_YOUR ASSIGNMENT:_ Continue the news report on the NDRC's trial regulation for evaluating government investment funds from where it stops.

_EXTRACTED TEXT:_
Source: Xinhua
Editor: huaxia
2026-01-12 17:44:15
BEIJING, Jan. 12 (Xinhua) -- China's top economic planner on Monday released a trial regulation aimed at improving the evaluation and management of government investment fund allocations.
The move aims to better leverage these funds to serve national strategies, promote industrial upgrading, and foster innovation and entrepreneurship.
Issued by the National Development and Reform Commission (NDRC), the regulation highlights the role of allocation evaluations in guiding government investment funds to align with national industrial policies and support the development of a modern industrial system.
It also calls for stronger coordination between national-level funds and local government funds to support major national strategies, key sectors and weak areas where market forces fall short.
The regulation sets out evaluation criteria that focus on the funds' performance in supporting national strategies, such as fostering new quality productive forces, promoting technological innovation and commercialization of research outcomes, providing patient capital, and enhancing public well-being.
Additional indicators assess alignment with the country's regional strategies, priority investment areas and efficient capacity utilization, as well as policy implementation.

_DATA EXCERPTS:_
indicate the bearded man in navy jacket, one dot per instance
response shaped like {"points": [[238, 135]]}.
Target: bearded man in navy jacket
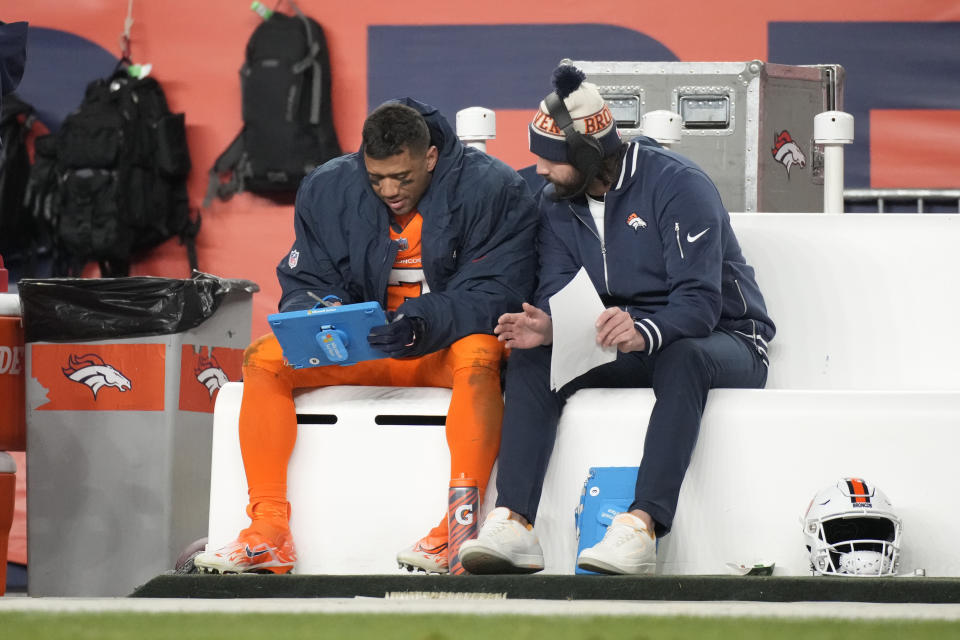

--

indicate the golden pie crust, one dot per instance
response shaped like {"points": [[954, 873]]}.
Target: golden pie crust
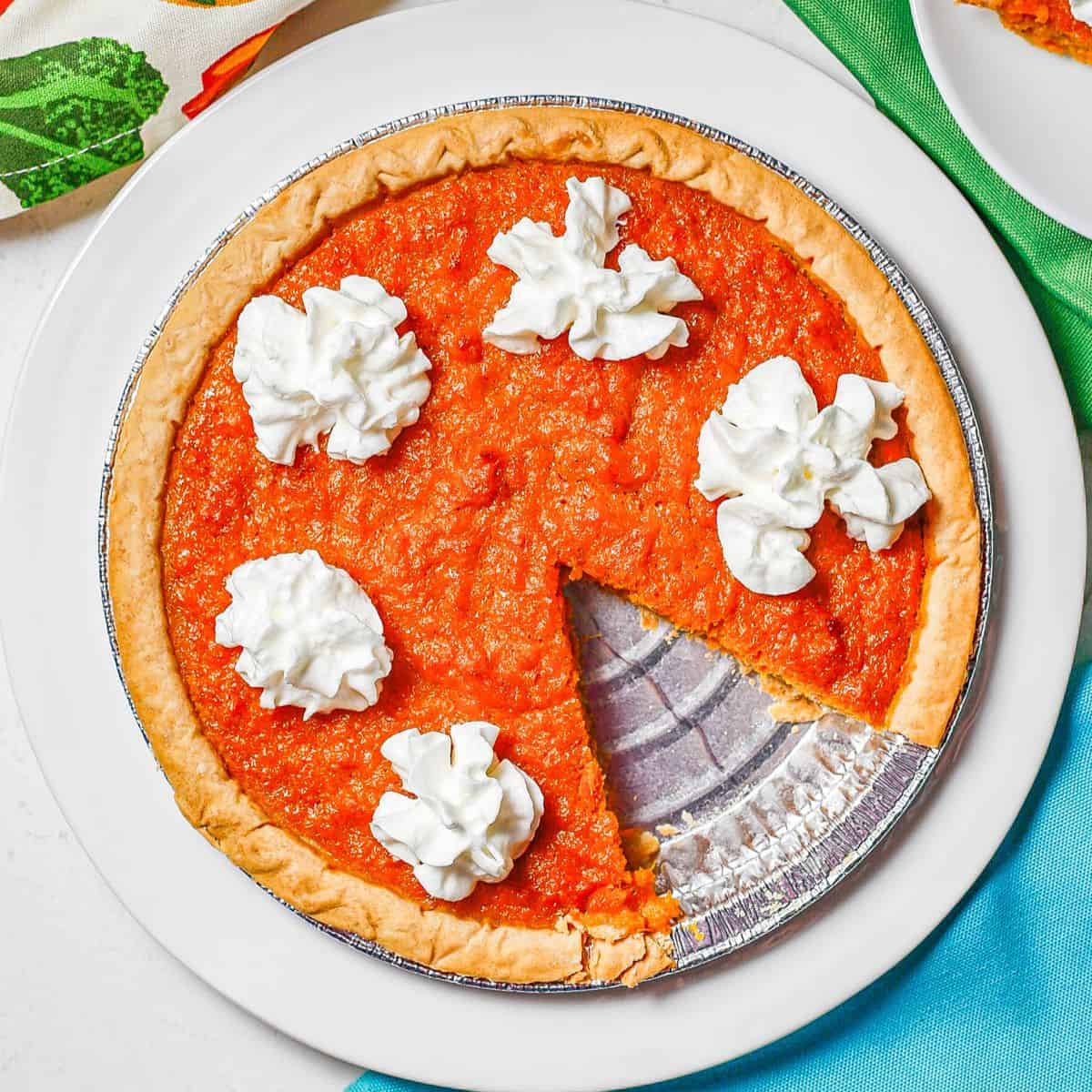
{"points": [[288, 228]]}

_ANSWER TO THIS EXERCISE:_
The NDRC said final evaluation results will be communicated to provincial-level governments, relevant departments, evaluated entities and relevant financial institutions. The results will be released through a registration system.
On Monday, the NDRC and three other government departments also released a document to guide the planning and allocation of government investment funds, requiring the funds to focus on early-stage investments in startups and small enterprises, long-term commitments, and hard technology.
The document explicitly prohibits government investment funds from a series of investment activities, such as increasing local government debt through disguised means, engaging in publicly traded equity investments except for certain circumstances or engaging in futures or other derivative transactions, and providing guarantees for enterprises or projects.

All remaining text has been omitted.